Pointing records:
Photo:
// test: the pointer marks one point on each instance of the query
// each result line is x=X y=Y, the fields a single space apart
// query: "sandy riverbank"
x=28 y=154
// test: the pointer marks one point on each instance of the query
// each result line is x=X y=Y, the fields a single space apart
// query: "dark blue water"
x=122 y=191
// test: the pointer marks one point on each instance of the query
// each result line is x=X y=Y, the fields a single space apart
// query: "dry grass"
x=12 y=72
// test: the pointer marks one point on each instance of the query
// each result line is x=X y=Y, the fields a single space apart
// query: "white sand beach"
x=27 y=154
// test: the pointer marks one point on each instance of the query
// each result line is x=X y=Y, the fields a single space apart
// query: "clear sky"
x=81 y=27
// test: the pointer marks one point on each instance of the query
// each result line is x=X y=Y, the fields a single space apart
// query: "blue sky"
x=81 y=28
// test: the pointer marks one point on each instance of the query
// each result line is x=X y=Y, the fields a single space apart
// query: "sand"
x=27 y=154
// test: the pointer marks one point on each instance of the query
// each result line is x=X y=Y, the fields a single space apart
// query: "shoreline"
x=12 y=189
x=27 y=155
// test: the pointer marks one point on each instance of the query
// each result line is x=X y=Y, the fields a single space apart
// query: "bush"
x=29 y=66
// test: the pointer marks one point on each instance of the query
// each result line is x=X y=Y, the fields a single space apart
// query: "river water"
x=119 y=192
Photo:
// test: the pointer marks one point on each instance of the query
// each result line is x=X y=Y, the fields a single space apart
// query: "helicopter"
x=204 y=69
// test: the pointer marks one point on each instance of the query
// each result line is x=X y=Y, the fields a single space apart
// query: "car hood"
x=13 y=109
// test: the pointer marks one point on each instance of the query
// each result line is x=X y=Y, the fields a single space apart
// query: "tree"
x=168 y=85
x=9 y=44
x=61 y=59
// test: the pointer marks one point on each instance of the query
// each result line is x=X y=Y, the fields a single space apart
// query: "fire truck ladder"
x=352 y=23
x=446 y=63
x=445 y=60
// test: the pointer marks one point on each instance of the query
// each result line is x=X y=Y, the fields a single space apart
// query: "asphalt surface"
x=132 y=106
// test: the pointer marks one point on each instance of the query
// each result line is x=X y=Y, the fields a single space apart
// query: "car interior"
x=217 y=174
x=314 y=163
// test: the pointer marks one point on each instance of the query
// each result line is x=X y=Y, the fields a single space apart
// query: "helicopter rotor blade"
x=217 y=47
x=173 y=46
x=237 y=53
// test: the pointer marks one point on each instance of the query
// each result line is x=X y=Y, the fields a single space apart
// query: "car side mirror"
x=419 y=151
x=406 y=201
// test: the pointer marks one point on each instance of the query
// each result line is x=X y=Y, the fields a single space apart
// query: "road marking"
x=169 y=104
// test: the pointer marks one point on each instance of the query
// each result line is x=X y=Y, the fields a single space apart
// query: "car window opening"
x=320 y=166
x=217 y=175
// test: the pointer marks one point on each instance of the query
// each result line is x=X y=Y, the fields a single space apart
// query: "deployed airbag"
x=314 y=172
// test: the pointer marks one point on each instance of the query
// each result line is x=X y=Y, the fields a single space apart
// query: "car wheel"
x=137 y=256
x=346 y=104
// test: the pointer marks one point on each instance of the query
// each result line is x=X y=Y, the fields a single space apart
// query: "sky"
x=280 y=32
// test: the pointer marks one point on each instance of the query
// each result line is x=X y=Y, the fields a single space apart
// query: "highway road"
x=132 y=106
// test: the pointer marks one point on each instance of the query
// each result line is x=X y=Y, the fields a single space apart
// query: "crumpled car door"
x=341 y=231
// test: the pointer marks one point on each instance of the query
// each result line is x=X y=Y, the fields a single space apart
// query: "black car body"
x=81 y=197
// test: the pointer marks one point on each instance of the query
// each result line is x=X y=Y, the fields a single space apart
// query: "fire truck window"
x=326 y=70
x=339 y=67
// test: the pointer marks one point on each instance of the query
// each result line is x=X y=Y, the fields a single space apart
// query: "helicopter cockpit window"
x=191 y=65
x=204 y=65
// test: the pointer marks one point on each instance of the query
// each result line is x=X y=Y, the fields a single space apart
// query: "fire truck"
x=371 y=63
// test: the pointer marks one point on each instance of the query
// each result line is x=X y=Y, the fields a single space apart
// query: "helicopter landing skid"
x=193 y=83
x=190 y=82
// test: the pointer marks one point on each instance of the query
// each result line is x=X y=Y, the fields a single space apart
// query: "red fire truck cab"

■ **Set exercise**: Scale the material from its start through the line with "x=122 y=191" by writing out every line again, requests included. Multiply each coordinate in the answers by 2.45 and round it to a whole number, rounding halves up.

■ **Full answer**:
Photo:
// test: the pointer marks one point on each instance of the query
// each result line is x=X y=Y, the fields a single space apart
// query: "sandy riverbank"
x=69 y=377
// test: the pointer marks one point on each instance of the query
// each result line is x=X y=Y, the fields a single space apart
// query: "dark blue water"
x=299 y=468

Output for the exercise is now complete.